課題設定 1 >> 後に続くエントリーから、「light above? Mark it with a dot.」を含む行に始まりエントリーの最後の行までを取り出し、両端の行も含めてJSONの文字列リストに並べる。1行を1つの文字列とし、空行は入れない。

本文 >>
特に、鳥獣保護区の東側のこちら御池におきましては、国設御池野鳥の森が設置されております。こちらは国有林のレクリエーションの森となっていますけれども、国有林が国有林として管理するとともに、環境省と地元の高原町で歩道やキャンプ場を整備し、野鳥観察を主とした自然とのふれあいの場となっております。御池ではカモ類が見られるほか、クマタカも観測することができまして、また特徴的なのは絶滅危惧ⅠB類のヤイロチョウが繁殖していることです。利用者が野鳥の観察ができるように観察小屋や歩道を整備しておりますが、ヤイロチョウの繁殖期は繁殖地への立ち入りの自粛を森林管理署、環境省でお願いしているところです。

 管理状況ですが、管理方針に沿って巡視や普及啓発等の管理をしており、再指定後も引き続き同様に管理を実施することとしております。

 再指定に係る公聴会では、賛成27名、条件つき賛成1名でした。条件はニホンジカ、イノシシの鳥獣被害対策を強く求めるというものでして、公聴会においても鳥獣保護区内でも許可なしにニホンジカの捕獲を行うことができるようにして欲しいとの、ニホンジカの対策に関するご意見がありました。こちらの意見につきましては、捕獲申請に迅速に対応すること、また環境省でも国立公園の生態系維持回復事業でニホンジカの捕獲を実施していることを説明しています。こちらの鳥獣保護区は存続期間を10年としていまして、ニホンジカやイノシシの生息状況を見ながら、小まめに鳥獣保護区の見直しを検討していくこととしております。

 パブリックコメント、公告縦覧では意見はありませんでした。

課題設定 2 >> 上の本文のうち、「特に、鳥獣保護区の東側のこち」に始まり「実施することとしております。」までの部分を、一字一句変えずに書き写す。

データ欄 >>

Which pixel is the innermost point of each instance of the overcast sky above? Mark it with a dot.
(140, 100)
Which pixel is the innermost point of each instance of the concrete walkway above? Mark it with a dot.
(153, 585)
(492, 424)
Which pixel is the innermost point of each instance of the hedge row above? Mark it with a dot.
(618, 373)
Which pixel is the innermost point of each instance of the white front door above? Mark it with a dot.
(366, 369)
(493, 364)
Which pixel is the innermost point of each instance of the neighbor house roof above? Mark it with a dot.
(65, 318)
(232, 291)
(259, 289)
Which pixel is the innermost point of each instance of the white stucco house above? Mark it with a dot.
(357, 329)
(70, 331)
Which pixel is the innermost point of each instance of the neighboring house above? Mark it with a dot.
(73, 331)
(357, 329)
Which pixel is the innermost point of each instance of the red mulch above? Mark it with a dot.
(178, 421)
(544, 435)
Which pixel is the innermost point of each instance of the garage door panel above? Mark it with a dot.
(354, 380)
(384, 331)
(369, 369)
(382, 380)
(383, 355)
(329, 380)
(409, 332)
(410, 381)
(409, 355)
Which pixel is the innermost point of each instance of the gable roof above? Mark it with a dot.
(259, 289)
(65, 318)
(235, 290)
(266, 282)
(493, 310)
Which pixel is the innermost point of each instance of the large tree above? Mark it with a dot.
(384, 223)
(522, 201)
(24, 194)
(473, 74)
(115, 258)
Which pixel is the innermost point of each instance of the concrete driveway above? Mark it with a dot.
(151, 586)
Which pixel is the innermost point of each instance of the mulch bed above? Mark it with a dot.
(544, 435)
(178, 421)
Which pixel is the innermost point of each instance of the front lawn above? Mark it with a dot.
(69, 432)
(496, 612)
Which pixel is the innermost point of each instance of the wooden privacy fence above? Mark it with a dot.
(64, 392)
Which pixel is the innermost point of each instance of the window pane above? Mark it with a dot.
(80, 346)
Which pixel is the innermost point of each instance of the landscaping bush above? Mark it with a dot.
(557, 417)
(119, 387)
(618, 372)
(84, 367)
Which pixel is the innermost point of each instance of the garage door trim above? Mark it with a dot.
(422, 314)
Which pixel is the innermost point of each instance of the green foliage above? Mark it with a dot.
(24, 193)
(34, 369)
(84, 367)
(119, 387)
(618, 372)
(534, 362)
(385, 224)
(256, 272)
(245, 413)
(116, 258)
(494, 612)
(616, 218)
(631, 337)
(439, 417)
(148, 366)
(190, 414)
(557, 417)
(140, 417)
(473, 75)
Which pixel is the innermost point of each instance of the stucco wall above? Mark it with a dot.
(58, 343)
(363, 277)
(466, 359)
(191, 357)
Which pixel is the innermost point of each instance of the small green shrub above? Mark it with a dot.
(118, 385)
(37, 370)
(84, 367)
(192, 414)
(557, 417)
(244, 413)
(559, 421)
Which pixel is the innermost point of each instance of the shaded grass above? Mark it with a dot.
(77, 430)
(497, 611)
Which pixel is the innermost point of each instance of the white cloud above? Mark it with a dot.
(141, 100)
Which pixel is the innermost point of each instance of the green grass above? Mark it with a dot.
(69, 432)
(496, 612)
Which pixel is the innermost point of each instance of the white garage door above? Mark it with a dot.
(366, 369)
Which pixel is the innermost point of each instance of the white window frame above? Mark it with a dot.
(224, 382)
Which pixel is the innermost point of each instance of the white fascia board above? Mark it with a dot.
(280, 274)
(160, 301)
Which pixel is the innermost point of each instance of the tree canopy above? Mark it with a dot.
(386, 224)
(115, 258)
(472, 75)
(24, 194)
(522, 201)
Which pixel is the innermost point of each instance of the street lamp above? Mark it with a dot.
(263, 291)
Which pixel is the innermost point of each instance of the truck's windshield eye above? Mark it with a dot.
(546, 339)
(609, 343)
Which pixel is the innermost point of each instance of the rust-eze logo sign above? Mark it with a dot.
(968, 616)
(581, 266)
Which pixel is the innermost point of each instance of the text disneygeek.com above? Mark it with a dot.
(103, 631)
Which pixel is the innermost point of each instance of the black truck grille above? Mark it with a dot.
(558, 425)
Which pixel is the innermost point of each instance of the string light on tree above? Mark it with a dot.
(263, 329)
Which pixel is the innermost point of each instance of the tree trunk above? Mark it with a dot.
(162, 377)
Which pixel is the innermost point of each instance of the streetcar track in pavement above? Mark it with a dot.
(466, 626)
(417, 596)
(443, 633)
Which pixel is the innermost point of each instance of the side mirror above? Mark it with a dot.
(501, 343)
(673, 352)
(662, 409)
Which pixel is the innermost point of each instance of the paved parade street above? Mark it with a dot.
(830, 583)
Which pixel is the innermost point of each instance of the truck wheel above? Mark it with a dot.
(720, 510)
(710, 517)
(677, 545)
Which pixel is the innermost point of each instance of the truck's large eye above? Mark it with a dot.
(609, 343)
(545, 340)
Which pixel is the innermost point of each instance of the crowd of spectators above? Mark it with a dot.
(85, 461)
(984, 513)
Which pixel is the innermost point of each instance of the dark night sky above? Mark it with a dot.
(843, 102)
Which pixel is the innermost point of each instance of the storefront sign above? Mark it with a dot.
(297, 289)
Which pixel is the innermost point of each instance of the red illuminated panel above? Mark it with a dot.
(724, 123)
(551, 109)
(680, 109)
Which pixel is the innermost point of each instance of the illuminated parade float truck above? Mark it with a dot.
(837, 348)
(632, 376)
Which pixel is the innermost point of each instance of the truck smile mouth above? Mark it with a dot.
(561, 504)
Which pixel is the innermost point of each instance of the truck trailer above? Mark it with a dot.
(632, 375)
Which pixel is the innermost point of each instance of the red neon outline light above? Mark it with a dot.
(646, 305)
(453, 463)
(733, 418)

最終結果 1 >>
[
  "Which pixel is the innermost point of each instance of the red neon outline light above? Mark it with a dot.",
  "(646, 305)",
  "(453, 463)",
  "(733, 418)"
]

最終結果 2 >>
特に、鳥獣保護区の東側のこちら御池におきましては、国設御池野鳥の森が設置されております。こちらは国有林のレクリエーションの森となっていますけれども、国有林が国有林として管理するとともに、環境省と地元の高原町で歩道やキャンプ場を整備し、野鳥観察を主とした自然とのふれあいの場となっております。御池ではカモ類が見られるほか、クマタカも観測することができまして、また特徴的なのは絶滅危惧ⅠB類のヤイロチョウが繁殖していることです。利用者が野鳥の観察ができるように観察小屋や歩道を整備しておりますが、ヤイロチョウの繁殖期は繁殖地への立ち入りの自粛を森林管理署、環境省でお願いしているところです。

 管理状況ですが、管理方針に沿って巡視や普及啓発等の管理をしており、再指定後も引き続き同様に管理を実施することとしております。